Posted on 15 June 2017 by Luke Jones

OWINGS MILLS, Md. — Dennis Pitta hasn’t lost his dry sense of humor less than two weeks after suffering his third devastating right hip injury to end his seven-year run with the Ravens.

Using crutches to stand before the media after Baltimore concluded its three-day minicamp, the 31-year-old immediately sparked laughter in what could have been a sobering “farewell” press conference.

“They asked me to do podium and I said, ‘I don’t even work here. Why do I have to come up?'” said Pitta, referencing the Ravens releasing him on an injury waiver last week. “But here I am.”

It was a surreal scene after he had quipped to media only three weeks ago how nice it was to no longer be fielding so many questions about his hip.

Pitta made no retirement announcement on Thursday, but he’s “not delusional” after dislocating and fracturing his hip for the third time in the last four years. The 2010 fourth-round pick spoke about his career in the past tense, but he wants to focus on making a full recovery before facing the finality of his playing days being all but officially over.

For Pitta, being on his feet and back at the Ravens’ training facility was gratifying enough after his horrific injury on June 2 and the surgery that followed. Being driven around by Steve Bisciotti in the owner’s golf cart during Wednesday’s practice, he was greeted by head coach John Harbaugh and many teammates happy to see him.

Unfortunately, this is familiar territory for the man who caught three touchdowns in the 2012 postseason run that culminated with a win in Super Bowl XLVII.

“More of a nightmare, I would say, other than déjà vu,” said Pitta, who had told his wife, Mataya, that he was feeling better than ever just days before re-injuring his hip. “It is what it is. It’s something I’ve gone through before. It’s weird being out here and not being part of things. Just over a week ago, I was out here practicing and feeling really good, so things change in an instant. But I’m positive and staying in a good mind frame.”

We’ll always wonder where Pitta could have ranked on the franchise’s all-time receiving list as he appeared to be emerging as one of the top tight ends in the league when he sustained his first hip injury on July 27, 2013. He missed nearly three full seasons due to the first two injuries and played in a total of just 19 games after signing a five-year, $32 million contract in 2014 that included $16 million guaranteed.

His story is a reminder of how fragile an NFL career can be.

(Items from a dataset)
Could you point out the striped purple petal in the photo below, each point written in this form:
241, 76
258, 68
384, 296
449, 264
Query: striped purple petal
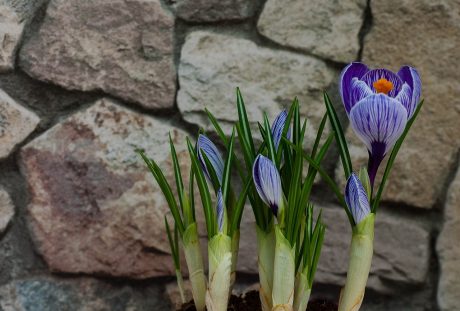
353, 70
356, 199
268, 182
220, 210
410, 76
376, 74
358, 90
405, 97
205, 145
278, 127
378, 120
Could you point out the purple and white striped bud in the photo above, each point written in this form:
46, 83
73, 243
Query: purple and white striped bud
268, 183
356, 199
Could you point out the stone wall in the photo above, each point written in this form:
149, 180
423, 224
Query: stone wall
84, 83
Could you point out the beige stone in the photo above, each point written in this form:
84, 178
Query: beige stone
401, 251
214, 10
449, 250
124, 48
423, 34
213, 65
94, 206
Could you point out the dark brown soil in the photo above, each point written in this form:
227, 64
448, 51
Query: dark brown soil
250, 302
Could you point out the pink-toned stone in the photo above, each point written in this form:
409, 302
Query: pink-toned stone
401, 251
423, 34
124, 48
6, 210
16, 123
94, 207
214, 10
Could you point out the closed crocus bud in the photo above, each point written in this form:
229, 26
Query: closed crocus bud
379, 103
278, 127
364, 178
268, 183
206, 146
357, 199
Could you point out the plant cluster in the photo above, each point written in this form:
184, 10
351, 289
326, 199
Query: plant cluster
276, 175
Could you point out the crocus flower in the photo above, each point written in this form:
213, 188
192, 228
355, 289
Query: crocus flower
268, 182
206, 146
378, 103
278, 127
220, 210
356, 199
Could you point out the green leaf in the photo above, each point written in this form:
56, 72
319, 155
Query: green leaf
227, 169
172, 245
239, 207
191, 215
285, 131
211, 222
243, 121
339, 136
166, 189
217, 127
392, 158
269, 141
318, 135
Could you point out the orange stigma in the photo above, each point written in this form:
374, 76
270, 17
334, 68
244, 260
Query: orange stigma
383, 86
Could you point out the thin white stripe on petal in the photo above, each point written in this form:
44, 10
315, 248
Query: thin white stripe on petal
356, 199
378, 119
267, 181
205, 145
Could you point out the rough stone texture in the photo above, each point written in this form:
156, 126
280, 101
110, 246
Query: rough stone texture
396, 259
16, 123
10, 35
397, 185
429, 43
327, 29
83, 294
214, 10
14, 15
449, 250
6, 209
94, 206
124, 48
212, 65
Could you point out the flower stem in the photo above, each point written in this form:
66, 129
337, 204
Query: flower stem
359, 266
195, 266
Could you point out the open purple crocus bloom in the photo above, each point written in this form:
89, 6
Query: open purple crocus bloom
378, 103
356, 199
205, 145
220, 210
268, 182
...
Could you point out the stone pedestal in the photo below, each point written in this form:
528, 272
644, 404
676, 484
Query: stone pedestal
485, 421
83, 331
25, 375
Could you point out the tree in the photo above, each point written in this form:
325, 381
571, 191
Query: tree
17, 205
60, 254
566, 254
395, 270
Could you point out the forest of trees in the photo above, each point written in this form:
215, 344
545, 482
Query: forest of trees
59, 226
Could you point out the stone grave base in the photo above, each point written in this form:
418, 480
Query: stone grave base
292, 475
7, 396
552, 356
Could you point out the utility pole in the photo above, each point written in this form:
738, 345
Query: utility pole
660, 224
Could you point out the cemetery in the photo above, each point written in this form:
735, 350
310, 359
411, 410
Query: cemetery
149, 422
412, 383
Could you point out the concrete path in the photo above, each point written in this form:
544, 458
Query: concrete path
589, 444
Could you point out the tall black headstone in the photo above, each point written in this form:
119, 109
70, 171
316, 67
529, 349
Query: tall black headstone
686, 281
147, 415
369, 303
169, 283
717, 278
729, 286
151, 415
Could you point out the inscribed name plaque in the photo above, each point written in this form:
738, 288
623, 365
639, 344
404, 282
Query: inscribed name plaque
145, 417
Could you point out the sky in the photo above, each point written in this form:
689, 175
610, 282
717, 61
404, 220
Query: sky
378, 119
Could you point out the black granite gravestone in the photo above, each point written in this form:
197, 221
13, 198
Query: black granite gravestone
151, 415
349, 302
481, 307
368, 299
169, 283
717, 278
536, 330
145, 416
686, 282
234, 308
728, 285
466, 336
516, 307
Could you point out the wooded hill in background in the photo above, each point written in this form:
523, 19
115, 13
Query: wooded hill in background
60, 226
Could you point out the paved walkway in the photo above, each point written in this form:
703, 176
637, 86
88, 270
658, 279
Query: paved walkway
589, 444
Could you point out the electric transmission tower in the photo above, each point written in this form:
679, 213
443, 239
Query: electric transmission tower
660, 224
* * *
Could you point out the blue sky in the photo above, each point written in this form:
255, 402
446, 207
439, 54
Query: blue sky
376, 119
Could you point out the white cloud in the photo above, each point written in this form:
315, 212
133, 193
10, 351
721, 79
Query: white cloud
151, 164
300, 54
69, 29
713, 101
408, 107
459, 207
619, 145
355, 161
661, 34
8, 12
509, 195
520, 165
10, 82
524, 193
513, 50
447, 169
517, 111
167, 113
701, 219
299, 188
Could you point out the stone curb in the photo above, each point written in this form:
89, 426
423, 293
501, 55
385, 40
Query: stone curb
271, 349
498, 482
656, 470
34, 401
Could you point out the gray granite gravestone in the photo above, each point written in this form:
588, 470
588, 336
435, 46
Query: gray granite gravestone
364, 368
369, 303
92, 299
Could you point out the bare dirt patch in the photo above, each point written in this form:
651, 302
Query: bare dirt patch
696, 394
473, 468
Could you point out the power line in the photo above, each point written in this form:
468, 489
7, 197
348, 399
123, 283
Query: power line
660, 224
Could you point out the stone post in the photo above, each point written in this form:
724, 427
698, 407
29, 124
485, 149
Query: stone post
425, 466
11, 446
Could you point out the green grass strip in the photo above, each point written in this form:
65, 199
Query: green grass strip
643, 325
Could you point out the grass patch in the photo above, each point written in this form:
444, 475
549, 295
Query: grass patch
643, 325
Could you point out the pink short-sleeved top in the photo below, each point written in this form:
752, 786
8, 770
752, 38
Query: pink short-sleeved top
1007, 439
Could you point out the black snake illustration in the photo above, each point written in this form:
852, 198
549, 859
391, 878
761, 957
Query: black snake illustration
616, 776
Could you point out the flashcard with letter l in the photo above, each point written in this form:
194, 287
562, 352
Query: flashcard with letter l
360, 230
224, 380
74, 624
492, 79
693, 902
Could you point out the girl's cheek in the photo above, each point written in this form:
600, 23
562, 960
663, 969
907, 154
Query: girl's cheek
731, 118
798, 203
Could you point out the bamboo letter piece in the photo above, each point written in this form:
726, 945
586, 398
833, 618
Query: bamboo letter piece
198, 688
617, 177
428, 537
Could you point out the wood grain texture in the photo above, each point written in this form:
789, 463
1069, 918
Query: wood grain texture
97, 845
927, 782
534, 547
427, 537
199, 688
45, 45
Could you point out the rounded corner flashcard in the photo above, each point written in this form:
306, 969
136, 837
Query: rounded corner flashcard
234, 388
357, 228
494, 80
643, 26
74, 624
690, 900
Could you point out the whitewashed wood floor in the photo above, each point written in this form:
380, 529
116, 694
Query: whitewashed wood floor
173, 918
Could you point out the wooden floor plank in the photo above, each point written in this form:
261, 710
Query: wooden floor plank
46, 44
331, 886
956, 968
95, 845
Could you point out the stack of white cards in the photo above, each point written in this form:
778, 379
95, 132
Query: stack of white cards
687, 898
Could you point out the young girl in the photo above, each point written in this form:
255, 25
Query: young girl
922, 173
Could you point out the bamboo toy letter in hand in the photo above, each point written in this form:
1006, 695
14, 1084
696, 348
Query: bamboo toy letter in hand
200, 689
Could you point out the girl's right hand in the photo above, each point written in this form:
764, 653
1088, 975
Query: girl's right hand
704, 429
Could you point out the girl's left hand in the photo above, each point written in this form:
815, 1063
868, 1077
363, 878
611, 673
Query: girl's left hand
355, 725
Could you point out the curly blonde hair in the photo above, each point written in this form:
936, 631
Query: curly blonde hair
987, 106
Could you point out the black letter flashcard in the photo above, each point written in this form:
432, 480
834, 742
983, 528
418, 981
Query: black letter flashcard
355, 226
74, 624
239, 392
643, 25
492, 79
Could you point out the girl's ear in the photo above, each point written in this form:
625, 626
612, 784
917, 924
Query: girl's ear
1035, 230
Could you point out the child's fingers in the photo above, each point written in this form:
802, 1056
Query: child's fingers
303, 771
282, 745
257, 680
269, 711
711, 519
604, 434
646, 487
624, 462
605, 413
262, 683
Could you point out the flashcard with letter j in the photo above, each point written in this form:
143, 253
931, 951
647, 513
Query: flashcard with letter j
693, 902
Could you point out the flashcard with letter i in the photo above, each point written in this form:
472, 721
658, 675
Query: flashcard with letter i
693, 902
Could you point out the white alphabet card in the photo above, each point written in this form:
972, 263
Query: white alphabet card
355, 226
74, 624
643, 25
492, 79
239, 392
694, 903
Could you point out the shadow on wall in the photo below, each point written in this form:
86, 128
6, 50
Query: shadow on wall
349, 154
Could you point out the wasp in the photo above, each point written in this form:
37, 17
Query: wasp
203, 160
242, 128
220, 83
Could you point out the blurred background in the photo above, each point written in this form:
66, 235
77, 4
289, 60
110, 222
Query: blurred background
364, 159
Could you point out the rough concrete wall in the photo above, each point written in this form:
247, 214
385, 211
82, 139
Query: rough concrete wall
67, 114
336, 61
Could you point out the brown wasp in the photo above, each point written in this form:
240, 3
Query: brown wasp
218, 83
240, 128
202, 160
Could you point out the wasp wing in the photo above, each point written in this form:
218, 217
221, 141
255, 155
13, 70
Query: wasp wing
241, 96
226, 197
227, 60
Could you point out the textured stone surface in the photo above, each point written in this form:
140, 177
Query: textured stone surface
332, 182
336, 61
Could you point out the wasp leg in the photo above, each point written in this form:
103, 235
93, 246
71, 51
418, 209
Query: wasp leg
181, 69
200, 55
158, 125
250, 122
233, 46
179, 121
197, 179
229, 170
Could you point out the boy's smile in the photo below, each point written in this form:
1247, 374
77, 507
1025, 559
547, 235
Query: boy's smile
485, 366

Requirement 1 => List every person named in the Dennis Pitta article.
Requirement 2 => Render the sentence "His story is a reminder of how fragile an NFL career can be." from the Dennis Pitta article in Spanish.
Requirement 3 => Rewrite the Dennis Pitta article starting with "Posted on 15" and going on through "with the Ravens.", switching "dry" to "wry".

Exercise solution 1 =>
Luke Jones
Dennis Pitta
Steve Bisciotti
John Harbaugh
Mataya

Exercise solution 2 => Su historia es un recordatorio de lo frágil que puede ser una carrera en la NFL.

Exercise solution 3 =>
Posted on 15 June 2017 by Luke Jones

OWINGS MILLS, Md. — Dennis Pitta hasn’t lost his wry sense of humor less than two weeks after suffering his third devastating right hip injury to end his seven-year run with the Ravens.